An exact transcription of every entry is required. Images are not part of it.

※ ※ ※

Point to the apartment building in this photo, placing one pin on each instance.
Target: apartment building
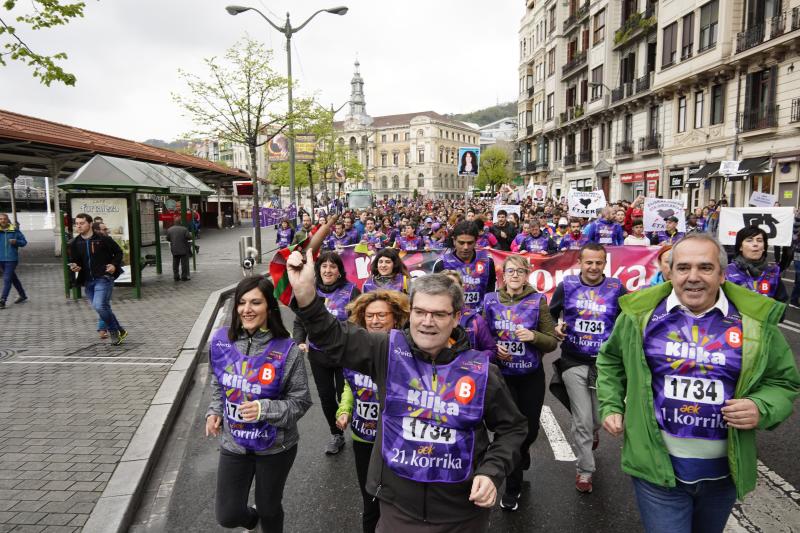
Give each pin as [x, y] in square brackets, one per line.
[645, 97]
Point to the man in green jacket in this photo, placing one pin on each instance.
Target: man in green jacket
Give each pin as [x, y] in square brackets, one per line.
[693, 367]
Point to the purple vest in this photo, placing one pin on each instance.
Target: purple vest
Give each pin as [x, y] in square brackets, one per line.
[398, 283]
[503, 321]
[248, 378]
[766, 284]
[474, 275]
[590, 313]
[431, 412]
[365, 404]
[695, 364]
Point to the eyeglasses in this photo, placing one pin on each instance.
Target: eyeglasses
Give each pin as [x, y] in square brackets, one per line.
[438, 316]
[380, 316]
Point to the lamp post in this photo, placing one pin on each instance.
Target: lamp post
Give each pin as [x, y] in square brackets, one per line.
[288, 31]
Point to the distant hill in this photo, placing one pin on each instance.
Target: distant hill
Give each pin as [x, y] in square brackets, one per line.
[489, 114]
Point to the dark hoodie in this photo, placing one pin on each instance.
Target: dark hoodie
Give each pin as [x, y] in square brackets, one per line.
[345, 344]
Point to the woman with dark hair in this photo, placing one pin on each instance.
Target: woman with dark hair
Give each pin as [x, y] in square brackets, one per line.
[750, 267]
[388, 272]
[259, 392]
[377, 311]
[333, 287]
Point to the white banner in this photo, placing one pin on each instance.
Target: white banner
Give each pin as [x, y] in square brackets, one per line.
[775, 221]
[656, 210]
[585, 204]
[762, 199]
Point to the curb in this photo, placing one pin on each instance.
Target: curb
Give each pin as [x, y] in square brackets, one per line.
[116, 507]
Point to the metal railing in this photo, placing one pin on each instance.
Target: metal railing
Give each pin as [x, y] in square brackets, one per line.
[759, 119]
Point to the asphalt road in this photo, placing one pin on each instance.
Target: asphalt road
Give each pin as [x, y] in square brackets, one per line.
[322, 493]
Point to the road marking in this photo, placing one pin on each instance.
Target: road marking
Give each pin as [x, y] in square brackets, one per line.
[561, 448]
[773, 506]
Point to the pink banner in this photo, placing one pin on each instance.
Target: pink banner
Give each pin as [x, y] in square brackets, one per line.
[633, 265]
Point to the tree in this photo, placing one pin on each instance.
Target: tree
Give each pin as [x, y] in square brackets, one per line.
[45, 14]
[494, 168]
[240, 101]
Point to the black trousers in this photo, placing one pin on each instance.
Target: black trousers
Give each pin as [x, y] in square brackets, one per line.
[183, 261]
[234, 478]
[372, 511]
[527, 390]
[330, 384]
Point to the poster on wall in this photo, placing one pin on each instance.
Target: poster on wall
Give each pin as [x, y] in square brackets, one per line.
[468, 160]
[114, 212]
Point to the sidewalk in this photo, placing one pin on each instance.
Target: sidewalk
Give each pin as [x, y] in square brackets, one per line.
[71, 403]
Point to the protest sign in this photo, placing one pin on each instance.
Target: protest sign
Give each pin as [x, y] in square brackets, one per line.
[656, 210]
[585, 204]
[775, 221]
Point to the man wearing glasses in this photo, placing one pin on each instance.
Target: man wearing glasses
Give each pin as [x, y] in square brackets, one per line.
[589, 305]
[432, 463]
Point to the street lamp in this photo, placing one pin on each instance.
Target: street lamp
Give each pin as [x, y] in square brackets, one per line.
[288, 31]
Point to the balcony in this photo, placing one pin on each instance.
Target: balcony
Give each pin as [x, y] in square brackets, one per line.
[625, 148]
[577, 16]
[759, 119]
[577, 61]
[650, 143]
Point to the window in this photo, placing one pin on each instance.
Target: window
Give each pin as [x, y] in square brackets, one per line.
[599, 28]
[717, 101]
[597, 83]
[670, 44]
[698, 109]
[709, 16]
[687, 36]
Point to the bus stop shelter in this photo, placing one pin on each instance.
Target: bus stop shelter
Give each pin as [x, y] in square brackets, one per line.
[121, 191]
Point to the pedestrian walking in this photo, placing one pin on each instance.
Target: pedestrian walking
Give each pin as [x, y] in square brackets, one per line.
[97, 260]
[432, 467]
[259, 392]
[689, 408]
[11, 240]
[180, 245]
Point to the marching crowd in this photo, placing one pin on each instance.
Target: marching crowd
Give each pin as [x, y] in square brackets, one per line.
[440, 378]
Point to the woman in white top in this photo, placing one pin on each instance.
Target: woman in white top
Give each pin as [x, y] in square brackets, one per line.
[637, 238]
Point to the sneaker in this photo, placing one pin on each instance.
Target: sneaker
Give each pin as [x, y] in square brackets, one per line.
[510, 502]
[335, 445]
[118, 336]
[583, 482]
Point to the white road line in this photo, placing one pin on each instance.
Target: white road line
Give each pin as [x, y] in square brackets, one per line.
[561, 448]
[774, 506]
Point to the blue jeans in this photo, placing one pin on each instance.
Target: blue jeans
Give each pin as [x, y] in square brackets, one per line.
[10, 278]
[688, 507]
[98, 292]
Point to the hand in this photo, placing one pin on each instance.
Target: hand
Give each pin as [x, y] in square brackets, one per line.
[213, 425]
[483, 493]
[342, 421]
[301, 276]
[614, 424]
[250, 411]
[741, 413]
[502, 353]
[524, 334]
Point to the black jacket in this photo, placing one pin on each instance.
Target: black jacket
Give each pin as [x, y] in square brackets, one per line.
[93, 254]
[345, 344]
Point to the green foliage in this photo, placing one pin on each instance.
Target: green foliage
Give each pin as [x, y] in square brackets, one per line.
[494, 168]
[44, 14]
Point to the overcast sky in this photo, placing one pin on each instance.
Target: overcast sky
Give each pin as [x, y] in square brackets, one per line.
[448, 56]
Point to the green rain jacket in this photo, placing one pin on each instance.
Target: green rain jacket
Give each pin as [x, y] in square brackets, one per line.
[769, 377]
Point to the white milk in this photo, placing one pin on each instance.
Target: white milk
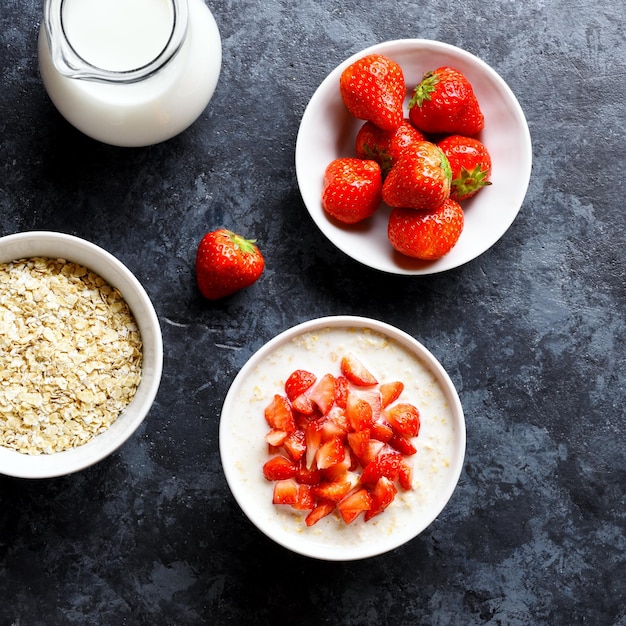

※ ※ ※

▸ **ANSWER SPACE**:
Point to the apartment building in this photo, placing one pin on each instance.
Target: apartment building
Give each pin as [x, y] in square brackets, one per line.
[645, 97]
Point to the man in green jacket in this photo, placing one pin on each instance.
Target: man in green jacket
Give each pin as [x, y] in square brackets, one per line.
[693, 367]
Point to the purple vest in this photo, placing one pin on each instance.
Target: purple vest
Give each pin as [x, y] in square brackets, one per line.
[398, 283]
[503, 321]
[248, 378]
[766, 284]
[474, 275]
[590, 313]
[431, 412]
[365, 404]
[695, 364]
Point to the eyeglasses in this photo, placing one pin on each instance.
Target: eyeglasses
Give each pin as [x, y] in square brackets, one per line.
[438, 316]
[380, 316]
Point to the lamp post in this photo, placing one pin on each instance.
Target: lamp post
Give each pin as [x, y] in square brackets, one per line.
[288, 31]
Point to the distant hill in this photo, placing one pin on each instance.
Target: distant hill
Give each pin as [x, y] in square brackets, one per line.
[489, 114]
Point to the dark hoodie in this photo, placing one pin on each instance.
Target: dark hoodie
Give each pin as [x, y] in square brackets, one per line.
[345, 344]
Point to the woman with dark hair in this photo, placing one pin on each instance.
Target: woman with dark hair
Give each pin as [x, y] in square brackets, one per line.
[750, 267]
[388, 272]
[259, 392]
[377, 311]
[333, 287]
Point to the white banner in this photo, placing one pin on each instance.
Target: white banner
Give each pin as [x, y] in square brackets, one per line.
[775, 221]
[656, 210]
[585, 204]
[762, 199]
Point to the curb in this photo, placing one pin on each instance.
Target: curb
Give each pin as [x, y] in square brackets, one per line.
[116, 507]
Point to the metal railing in this photo, placing one pin on each instance.
Target: metal railing
Give each pin as [x, y] in square brackets, one per line.
[759, 119]
Point to the asphalt road in this photo, placing one pin on each instance.
Target: asphalt road
Give each pin as [x, y] in square brackets, one per line.
[322, 493]
Point to the road marking in this photo, placing one pin on each instance.
Target: road marking
Give each pin as [x, y] in square brackets, one per line.
[561, 448]
[773, 506]
Point to the pink banner in this photo, placing one pin on each instance.
Target: pink banner
Give each pin as [x, y] in square brackets, one per line.
[633, 265]
Point to the tree in this photo, placing one pin on each instance.
Target: tree
Give each pin as [x, y] in square brackets, one per line.
[45, 14]
[494, 168]
[240, 101]
Point to the black trousers in this photo, placing one pin on each instance.
Target: black trousers
Give each pin as [x, y] in square brackets, one per line.
[183, 261]
[234, 478]
[372, 511]
[527, 390]
[330, 384]
Point to the poster on wall in this photo, placing one pin on each instance.
Target: poster on wall
Give each pin as [x, y] in square brackets, one per line.
[468, 160]
[114, 212]
Point to the sidewalk in this photo, placing one pin on each instance.
Target: sidewalk
Give each pin as [x, y] in square brackets, one per line.
[71, 403]
Point to the protest sign in this photo, placing one pin on each instance.
Target: protest sign
Give each pin as [x, y] in square brackets, one per line.
[656, 210]
[585, 204]
[775, 221]
Point to the man wearing glasses in this photo, placing one pin on each instance.
Target: man wearing glasses
Give each pin as [x, y] in square brackets, one per line.
[589, 305]
[432, 463]
Point to the street lamp in this photo, placing one pin on each instance.
Target: street lamp
Give each pin as [x, y] in square brackets, one per line.
[288, 31]
Point to the balcony in this photo, placing one pin on each instance.
Target: balcony
Give each pin as [x, y] in square brackets, one per line.
[625, 148]
[577, 16]
[759, 119]
[577, 61]
[650, 143]
Point to the window in this photo, placing one pin on each instance.
Target: window
Give each pin as [x, y] in square brackets, one per line.
[599, 28]
[717, 101]
[597, 83]
[670, 44]
[698, 109]
[709, 16]
[687, 36]
Point to the bus stop shelter in this photo, placing one pin on each instance.
Target: bus stop shelter
Give each pin as [x, y] in square brackets, one per line.
[121, 191]
Point to the pedestrian walking in this photo, placing one pin on each instance.
Target: pedestrian walking
Give each pin as [x, y] in square brackets, one per line.
[97, 260]
[432, 467]
[259, 392]
[689, 408]
[11, 240]
[180, 245]
Point to the marching crowd in this photo, placing one pin on each instance.
Target: marching crowd
Give each pin as [x, y] in square brackets, one per line.
[440, 378]
Point to the woman in white top in this photo, placing one pin on each instance.
Target: woman in white top
Give each pin as [x, y] in square brackets, one per line.
[637, 238]
Point to the sneaker in this photo, placing one pin on each instance.
Target: sneaker
Give each pin as [x, y] in square brackets, one per line.
[510, 502]
[335, 445]
[118, 336]
[583, 482]
Point to the white road line in this photo, placing one pin on each instance.
Target: white road line
Give each pin as [x, y] in square brackets, one per line.
[561, 448]
[774, 506]
Point to the blue jeans in this photo, placing one pin on each instance.
Target: blue jeans
Give each pin as [x, y] in square brackets, one per line.
[10, 278]
[688, 507]
[98, 292]
Point to the hand in this photo, placing one pin on each instance.
Target: hand
Give each pin as [x, y] in square brackets, one per line.
[213, 425]
[483, 493]
[342, 421]
[301, 276]
[614, 424]
[250, 411]
[741, 413]
[502, 353]
[524, 334]
Point to the black jacket in this photo, placing one pin on each instance.
Target: black jacket
Give each pin as [x, y] in square brackets, one per line.
[93, 254]
[345, 344]
Point to the green foliage in this photo, placing one pin on each instance.
Target: green foliage
Give each pin as [x, y] in square brackets, one per line.
[494, 168]
[44, 14]
Point to the overcast sky in this photo, placing one pin on each instance.
Target: overcast sky
Give each pin as [x, y] in square brackets, one per line.
[448, 56]
Point to the green rain jacket in this photo, placing one pin on each instance.
Target: green rain jacket
Give each pin as [x, y] in square brackets, one per line.
[769, 377]
Point to the white milk in this photo, placing one pin on each instance.
Target: white milk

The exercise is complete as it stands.